#### [Detalhes da tarefa]
Por favor, resuma em duas frases o texto sobre o grito dos migrantes que aparece abaixo.

#### [Trecho do documento]
************
O Grito dos Migrantes pela Vida

Por que calar se nasci gritando

2004-08-16 00:00:00

Esta era a frase que ficou escrita na embaixada dos Estados
Unidos em Quito, no final da marcha contra a ALCA, Dívida,
Militarização e o Livre Comércio, da qual participaram em torno
de vinte mil pessoas, por ocasião do Fórum Social das Américas,
em julho deste ano. Entre tantos outros assuntos, as migrações
foram tema de debates em painéis, seminários, e conferências. A
problemática migratória está cada vez mais presente nos diversos
fóruns que vão se sucedendo pelo mundo. Segundo alguns dos
conferencistas, as migrações são causadas pelas mudanças
estruturais neoliberais, pela demanda de mão de obra barata para
os países mais desenvolvidos e também pelos incentivos de alguns
países pobres, que vem na migração uma fonte de divisas para o
país de origem.

Ao nos aproximarmos do décimo grito dos excluídos no Brasil, é
importante perguntarmo-nos por que gritam os migrantes, ou
melhor contra o que estão gritando. Podemos destacar o grito
contra a concentração da terra, a migração forçada, o superávit
primário em detrimento das áreas sociais, contra o pagamento da
dívida externa sem uma anterior auditora e contra a ditadura dos
capitais financeiros especulativos.

Nossos gritos:

Gritamos contra a concentração secular da terra no Brasil. Nunca
no Brasil mexeu-se efetivamente na estrutura fundiária. Daí as
contínuas migrações em direção às novas fronteiras agrícolas que
estão se esgotando. As pequenas propriedades com menos de 200
ha, num total de 3,9 milhões ocupam uma área de 122 milhões de
hectares e absorvem 95% da mão-de-obra do campo. Já as grandes
propriedades, com mais de 2 mil ha, num total de 32 mil, ocupam
132 milhões de hectares e absorvem apenas 45 mil pessoas, 0,3%
do total das pessoas ocupadas no campo.

Gritamos contra todas as formas de migração forçada, seja
internamente no Brasil, seja de nosso país para outros e entre
os diversos países. Atualmente são mais de 175 milhões de
migrantes no mundo, sendo que em média, nos últimos dez anos,
são 6 milhões de novos migrantes por ano. O grito dos migrantes
é para que a migração seja um fato espontâneo e não compulsório
como na maioria dos casos.
************
Registros do conjunto de anotações por pontos:
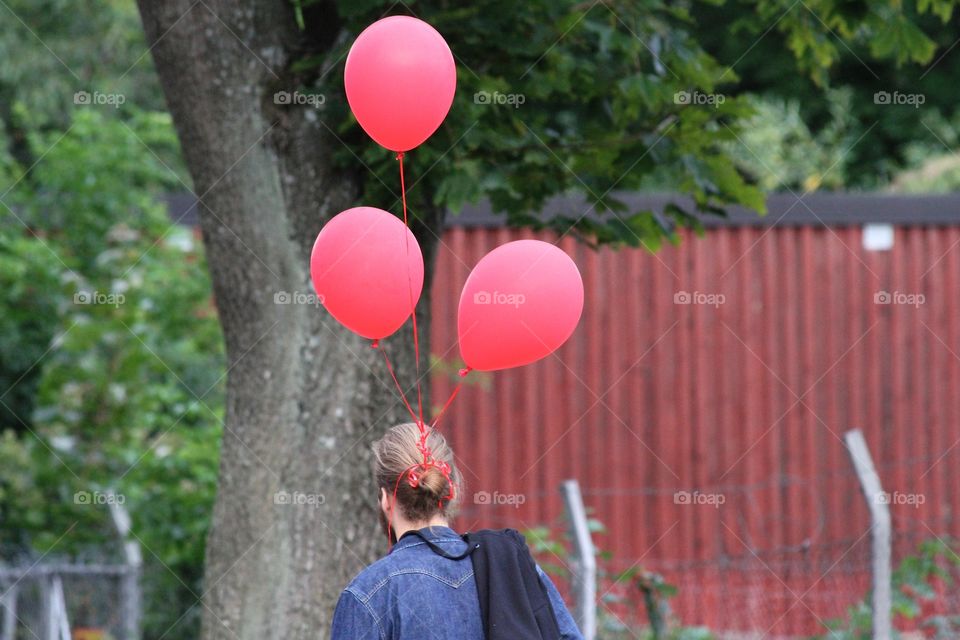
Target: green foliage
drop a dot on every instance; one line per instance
(801, 52)
(778, 150)
(912, 585)
(112, 302)
(556, 98)
(620, 590)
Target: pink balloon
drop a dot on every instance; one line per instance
(520, 303)
(367, 269)
(400, 80)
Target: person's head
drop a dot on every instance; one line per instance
(397, 454)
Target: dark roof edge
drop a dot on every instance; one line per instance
(783, 209)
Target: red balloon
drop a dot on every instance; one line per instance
(520, 303)
(400, 80)
(367, 269)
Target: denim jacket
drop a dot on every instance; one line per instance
(413, 593)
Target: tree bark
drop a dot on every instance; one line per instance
(305, 397)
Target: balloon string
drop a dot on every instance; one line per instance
(456, 390)
(416, 338)
(376, 345)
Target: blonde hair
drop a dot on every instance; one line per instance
(397, 454)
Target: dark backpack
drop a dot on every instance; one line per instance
(514, 604)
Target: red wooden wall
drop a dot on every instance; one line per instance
(745, 402)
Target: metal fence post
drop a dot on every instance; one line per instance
(878, 503)
(130, 597)
(9, 600)
(584, 567)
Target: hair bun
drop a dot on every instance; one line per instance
(433, 481)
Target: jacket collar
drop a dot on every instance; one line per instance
(434, 534)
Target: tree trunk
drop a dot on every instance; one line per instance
(305, 397)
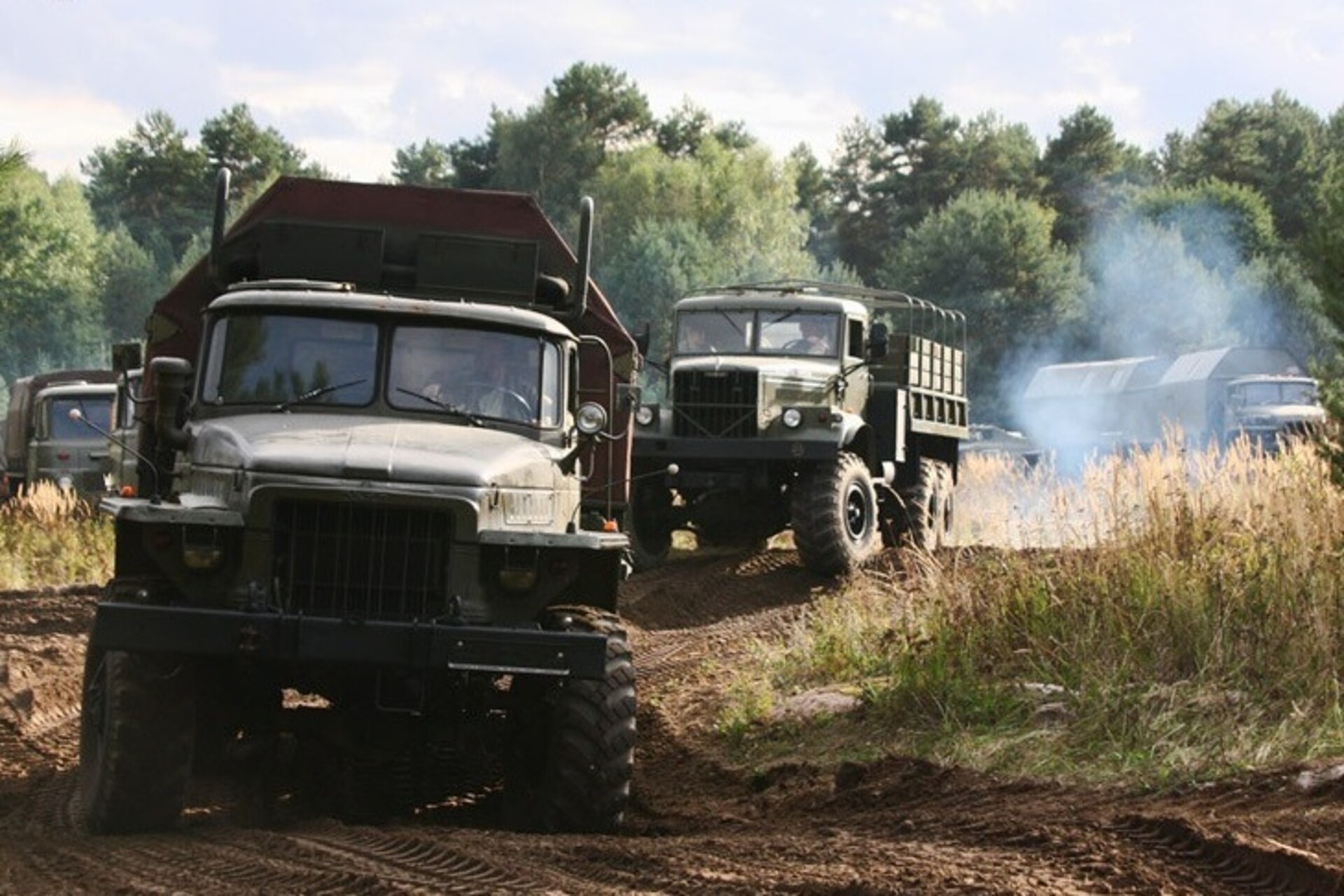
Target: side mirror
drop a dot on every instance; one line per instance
(128, 356)
(878, 342)
(643, 336)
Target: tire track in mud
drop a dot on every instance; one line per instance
(1252, 869)
(696, 825)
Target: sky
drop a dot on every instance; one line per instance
(353, 81)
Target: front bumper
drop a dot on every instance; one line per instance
(290, 638)
(682, 449)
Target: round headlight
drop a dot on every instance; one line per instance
(590, 418)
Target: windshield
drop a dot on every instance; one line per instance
(1269, 393)
(499, 375)
(717, 332)
(96, 409)
(749, 332)
(269, 359)
(288, 362)
(799, 333)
************
#### [Resultado do exercício]
No Fórum Social das Américas, em Quito, as migrações foram tema de debates, e alguns conferencistas as atribuíram às mudanças estruturais neoliberais, à demanda de mão de obra barata dos países mais desenvolvidos e aos incentivos de países pobres que veem na migração uma fonte de divisas. Os migrantes gritam contra a concentração secular da terra no Brasil, que gera contínuas migrações, e contra todas as formas de migração forçada, pedindo que a migração seja um fato espontâneo e não compulsório.